PROBLEM DETAILS: An exact copy of all the data is required, with pictures left out.

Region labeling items
........
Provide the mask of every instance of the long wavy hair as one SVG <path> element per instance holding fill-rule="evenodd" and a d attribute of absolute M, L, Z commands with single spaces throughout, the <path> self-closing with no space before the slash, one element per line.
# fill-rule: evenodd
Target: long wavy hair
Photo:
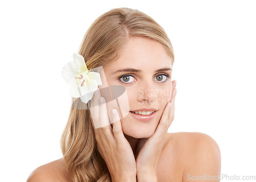
<path fill-rule="evenodd" d="M 114 9 L 97 18 L 80 46 L 89 70 L 103 66 L 118 58 L 132 36 L 142 36 L 162 44 L 174 62 L 173 46 L 163 29 L 153 18 L 136 9 Z M 73 182 L 110 182 L 106 165 L 97 149 L 87 104 L 72 98 L 73 104 L 60 139 L 66 168 Z"/>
........
SOLUTION FOR THIS PROBLEM:
Provide the mask of every instance of the long wavy hair as one SVG <path> element per instance holding fill-rule="evenodd" and a d attribute of absolute M, L, Z commands with single spaces throughout, the <path> self-closing with no space before the slash, one element per line.
# fill-rule: evenodd
Target: long wavy hair
Photo:
<path fill-rule="evenodd" d="M 114 9 L 97 18 L 80 46 L 89 70 L 103 66 L 118 58 L 132 36 L 142 36 L 162 44 L 174 62 L 173 46 L 163 29 L 153 18 L 136 9 Z M 73 182 L 110 182 L 106 165 L 97 149 L 87 104 L 72 98 L 73 104 L 60 139 L 66 168 Z"/>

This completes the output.